(What to produce) Go through the listing below, and from the line containing "Place one keypoint on each instance of the dramatic" through its last line, transcribe every line exactly, skipping pictures.

==== Exercise inputs ====

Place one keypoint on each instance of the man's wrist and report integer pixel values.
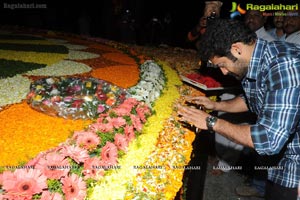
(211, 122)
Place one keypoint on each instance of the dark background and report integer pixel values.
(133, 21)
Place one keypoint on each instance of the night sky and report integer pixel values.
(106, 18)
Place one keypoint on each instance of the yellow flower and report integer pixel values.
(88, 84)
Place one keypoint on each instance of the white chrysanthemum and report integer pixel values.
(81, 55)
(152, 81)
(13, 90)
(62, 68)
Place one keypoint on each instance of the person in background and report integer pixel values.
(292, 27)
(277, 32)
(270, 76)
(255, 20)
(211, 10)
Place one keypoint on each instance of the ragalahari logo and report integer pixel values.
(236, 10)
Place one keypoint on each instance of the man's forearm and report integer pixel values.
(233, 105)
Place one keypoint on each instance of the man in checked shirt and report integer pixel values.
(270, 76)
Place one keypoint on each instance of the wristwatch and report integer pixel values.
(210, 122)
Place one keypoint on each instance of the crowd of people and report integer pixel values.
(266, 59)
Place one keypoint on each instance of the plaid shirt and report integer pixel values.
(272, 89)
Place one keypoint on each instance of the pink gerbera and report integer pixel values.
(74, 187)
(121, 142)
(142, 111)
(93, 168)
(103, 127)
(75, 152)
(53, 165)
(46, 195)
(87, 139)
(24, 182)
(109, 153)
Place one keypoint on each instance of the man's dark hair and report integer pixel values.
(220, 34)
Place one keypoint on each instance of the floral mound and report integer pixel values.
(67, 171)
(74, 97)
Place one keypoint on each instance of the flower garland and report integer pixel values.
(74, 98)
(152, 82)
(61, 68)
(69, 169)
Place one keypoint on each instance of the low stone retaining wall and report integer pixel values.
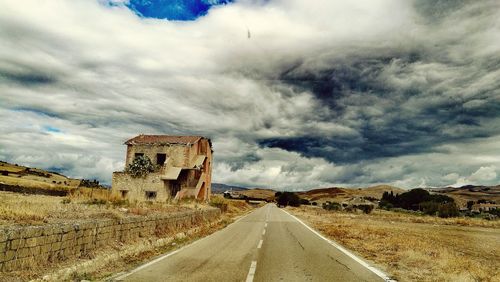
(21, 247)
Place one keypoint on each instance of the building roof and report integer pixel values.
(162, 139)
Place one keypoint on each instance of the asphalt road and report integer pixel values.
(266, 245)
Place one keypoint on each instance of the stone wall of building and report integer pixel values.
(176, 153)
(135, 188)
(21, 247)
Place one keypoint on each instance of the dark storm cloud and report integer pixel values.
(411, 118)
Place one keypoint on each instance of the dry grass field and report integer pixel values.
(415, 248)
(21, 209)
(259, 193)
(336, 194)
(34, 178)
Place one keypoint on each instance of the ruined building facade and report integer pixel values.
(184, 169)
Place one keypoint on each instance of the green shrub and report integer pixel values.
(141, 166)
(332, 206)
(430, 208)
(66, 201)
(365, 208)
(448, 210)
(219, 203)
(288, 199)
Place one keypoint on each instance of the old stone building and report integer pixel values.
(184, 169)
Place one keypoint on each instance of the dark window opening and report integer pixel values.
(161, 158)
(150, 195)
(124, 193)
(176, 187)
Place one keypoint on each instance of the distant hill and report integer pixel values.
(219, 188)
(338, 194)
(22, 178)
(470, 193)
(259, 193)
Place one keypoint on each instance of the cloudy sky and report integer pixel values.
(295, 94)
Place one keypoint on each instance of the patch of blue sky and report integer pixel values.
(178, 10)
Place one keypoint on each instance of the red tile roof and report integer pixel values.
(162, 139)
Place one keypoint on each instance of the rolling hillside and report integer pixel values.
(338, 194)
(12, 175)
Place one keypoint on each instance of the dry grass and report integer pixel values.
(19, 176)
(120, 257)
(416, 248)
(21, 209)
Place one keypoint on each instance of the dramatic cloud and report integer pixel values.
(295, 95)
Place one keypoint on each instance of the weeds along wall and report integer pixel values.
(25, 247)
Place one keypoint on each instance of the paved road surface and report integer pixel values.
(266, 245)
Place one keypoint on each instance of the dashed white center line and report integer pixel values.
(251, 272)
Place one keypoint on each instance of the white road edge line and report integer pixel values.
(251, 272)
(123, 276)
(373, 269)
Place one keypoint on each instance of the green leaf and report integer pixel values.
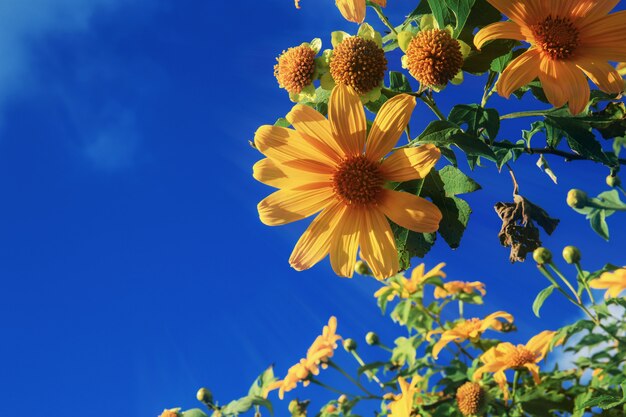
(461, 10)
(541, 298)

====

(Your response)
Place one keypoint on each instance of the dramatic cloud and report integer pixel values.
(295, 95)
Place one keypoint on each instance of the weeds along wall and report integer pixel values.
(25, 247)
Place one keypoint on each instance of the paved road surface and report integer pixel values.
(266, 245)
Place one keypoint on each instance of the dashed white center line and report integer pixel values.
(251, 272)
Place one keypoint on each instance of the white road edge line and report integer pixel values.
(251, 272)
(123, 276)
(373, 269)
Place one keypoint on each instance of the green leaf and report integer pixel values.
(461, 10)
(541, 298)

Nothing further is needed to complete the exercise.